### Exercise task
Update the part of the data that opens with the line containing "Check that one keypoint sits on every instance of the reflection" and runs through the end of the data, putting "marker" wherever "keypoint" appears and leaving everything else unchanged. Give only that part, without the pictures.

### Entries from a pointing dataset
((
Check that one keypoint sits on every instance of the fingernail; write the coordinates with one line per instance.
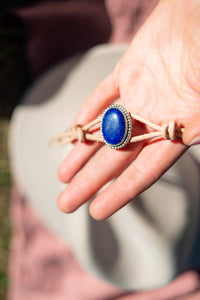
(195, 141)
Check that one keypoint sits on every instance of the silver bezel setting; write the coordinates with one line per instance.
(128, 132)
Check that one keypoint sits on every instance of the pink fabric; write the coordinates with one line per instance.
(42, 266)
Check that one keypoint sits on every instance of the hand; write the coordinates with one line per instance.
(157, 78)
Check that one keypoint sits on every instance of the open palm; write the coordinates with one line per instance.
(158, 79)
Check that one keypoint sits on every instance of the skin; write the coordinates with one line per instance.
(157, 78)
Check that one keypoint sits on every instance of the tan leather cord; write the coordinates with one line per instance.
(169, 131)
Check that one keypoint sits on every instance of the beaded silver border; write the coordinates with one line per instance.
(127, 135)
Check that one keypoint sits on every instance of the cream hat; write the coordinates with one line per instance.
(145, 244)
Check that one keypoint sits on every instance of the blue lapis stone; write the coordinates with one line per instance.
(114, 126)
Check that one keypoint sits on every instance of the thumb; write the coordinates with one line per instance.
(191, 135)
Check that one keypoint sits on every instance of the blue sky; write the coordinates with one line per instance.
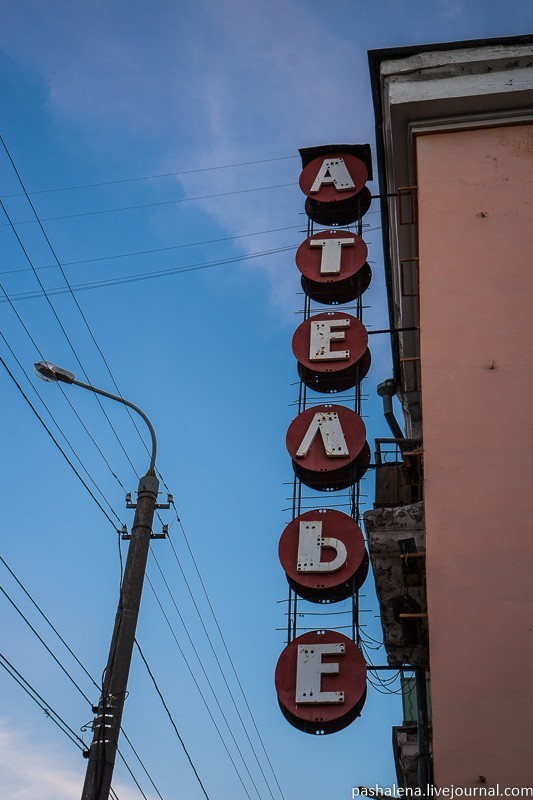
(99, 92)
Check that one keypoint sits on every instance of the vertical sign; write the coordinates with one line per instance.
(321, 675)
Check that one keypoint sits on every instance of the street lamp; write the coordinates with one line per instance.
(107, 722)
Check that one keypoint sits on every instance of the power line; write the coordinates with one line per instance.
(198, 685)
(79, 287)
(42, 703)
(150, 205)
(154, 250)
(154, 177)
(158, 690)
(67, 440)
(228, 654)
(80, 664)
(34, 631)
(86, 322)
(62, 327)
(63, 392)
(221, 671)
(49, 432)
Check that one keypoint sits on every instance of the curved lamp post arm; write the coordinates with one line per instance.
(107, 722)
(125, 402)
(51, 372)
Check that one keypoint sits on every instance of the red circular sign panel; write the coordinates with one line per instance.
(354, 340)
(352, 259)
(316, 459)
(319, 586)
(328, 192)
(350, 680)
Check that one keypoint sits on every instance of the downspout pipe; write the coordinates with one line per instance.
(387, 390)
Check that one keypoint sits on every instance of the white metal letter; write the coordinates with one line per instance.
(329, 425)
(330, 262)
(310, 544)
(322, 334)
(333, 171)
(309, 670)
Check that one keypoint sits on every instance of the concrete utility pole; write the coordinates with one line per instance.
(107, 722)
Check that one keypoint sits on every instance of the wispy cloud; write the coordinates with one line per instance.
(31, 770)
(199, 84)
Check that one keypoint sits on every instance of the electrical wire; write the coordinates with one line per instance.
(226, 649)
(62, 327)
(205, 675)
(193, 676)
(78, 287)
(153, 177)
(175, 727)
(47, 648)
(80, 664)
(74, 453)
(9, 299)
(46, 619)
(41, 702)
(154, 250)
(49, 432)
(150, 205)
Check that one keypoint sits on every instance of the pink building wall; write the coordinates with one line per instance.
(476, 298)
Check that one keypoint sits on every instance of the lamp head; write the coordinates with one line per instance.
(50, 372)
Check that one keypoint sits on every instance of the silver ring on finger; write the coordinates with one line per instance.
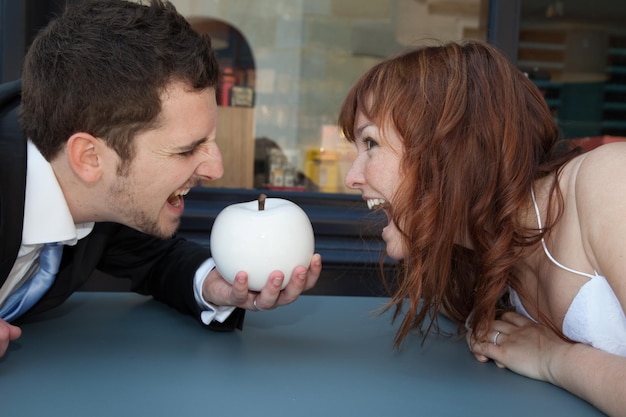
(256, 307)
(495, 338)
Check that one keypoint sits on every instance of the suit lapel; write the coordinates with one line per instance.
(12, 177)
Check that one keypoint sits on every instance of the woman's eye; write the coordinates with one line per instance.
(187, 153)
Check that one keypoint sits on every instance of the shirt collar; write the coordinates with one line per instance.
(47, 217)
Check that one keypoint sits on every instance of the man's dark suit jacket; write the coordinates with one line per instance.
(157, 267)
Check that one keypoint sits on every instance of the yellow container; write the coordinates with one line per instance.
(321, 167)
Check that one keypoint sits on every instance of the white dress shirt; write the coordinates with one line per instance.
(47, 219)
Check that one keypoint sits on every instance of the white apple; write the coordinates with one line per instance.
(259, 237)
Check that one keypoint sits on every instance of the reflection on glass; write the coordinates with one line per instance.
(575, 51)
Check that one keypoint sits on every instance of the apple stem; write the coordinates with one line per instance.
(262, 198)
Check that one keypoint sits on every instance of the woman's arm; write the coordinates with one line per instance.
(534, 350)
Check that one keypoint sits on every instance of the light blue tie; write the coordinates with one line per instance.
(32, 290)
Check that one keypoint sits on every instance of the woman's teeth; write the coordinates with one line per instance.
(375, 203)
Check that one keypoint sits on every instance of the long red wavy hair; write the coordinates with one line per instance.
(476, 133)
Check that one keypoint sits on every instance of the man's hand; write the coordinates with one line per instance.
(220, 292)
(8, 333)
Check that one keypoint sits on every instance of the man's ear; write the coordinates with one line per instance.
(84, 157)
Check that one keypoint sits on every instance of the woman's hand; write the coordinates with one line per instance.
(521, 345)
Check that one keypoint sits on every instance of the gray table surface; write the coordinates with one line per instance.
(121, 354)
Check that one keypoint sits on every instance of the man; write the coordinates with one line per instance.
(118, 105)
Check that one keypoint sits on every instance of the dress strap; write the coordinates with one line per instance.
(545, 248)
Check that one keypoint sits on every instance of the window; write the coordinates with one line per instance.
(304, 55)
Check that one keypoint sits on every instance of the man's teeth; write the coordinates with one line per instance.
(174, 199)
(375, 203)
(182, 192)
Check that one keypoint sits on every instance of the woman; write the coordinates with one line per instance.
(518, 241)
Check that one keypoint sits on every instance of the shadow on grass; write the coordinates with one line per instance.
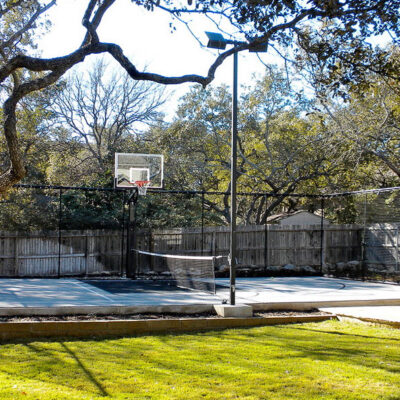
))
### Answer to this task
Check that one marker sits on every instance of the reflection on glass; write the coordinates with one line per instance.
(575, 51)
Check that one marker sits on every instance of the apple stem; write the coordinates with one line per instance.
(262, 198)
Check that one marker sits on every instance of the woman's arm; write the coordinates with one line per instance.
(534, 350)
Check that one marker sits on every instance of the light blue tie; write the coordinates with one line per instance.
(32, 290)
Check that one marker sits on every instance of the woman's teeth; write the coordinates with one line per instance.
(375, 203)
Check that one marker sits on every instance of the long red wavy hair; write the coordinates with one line per instance.
(476, 133)
Check that one marker sits on every instance of the man's hand; write the coordinates with one line per instance.
(220, 292)
(8, 333)
Check that one marker sits on every instance of the man's ear; write the coordinates with one line per instance.
(84, 157)
Check that one marker sits on every instance of the woman's hand; write the coordinates with one line per instance.
(521, 345)
Check that one marker sits on every instance of the gray table surface; write the coordinates with one line per instance.
(121, 354)
Check that one marker sits on every instance of the man; write the coordinates with one line per instance.
(118, 105)
Check that one marker sits on every instance of the dress strap; write the coordinates with one line per instance.
(545, 248)
Check that one marker sits on every instance of the window; write the coordinates with one line per instance.
(304, 55)
Check that one marker sits on every instance of the man's teeth; write the coordinates with one line per instance.
(174, 199)
(375, 203)
(182, 192)
Check that one marker sits on every instance of the woman; write the coordinates with one line per instance.
(518, 241)
Check that one marker sits on every instance of the shadow on grass; write the coordinates with one line per instance.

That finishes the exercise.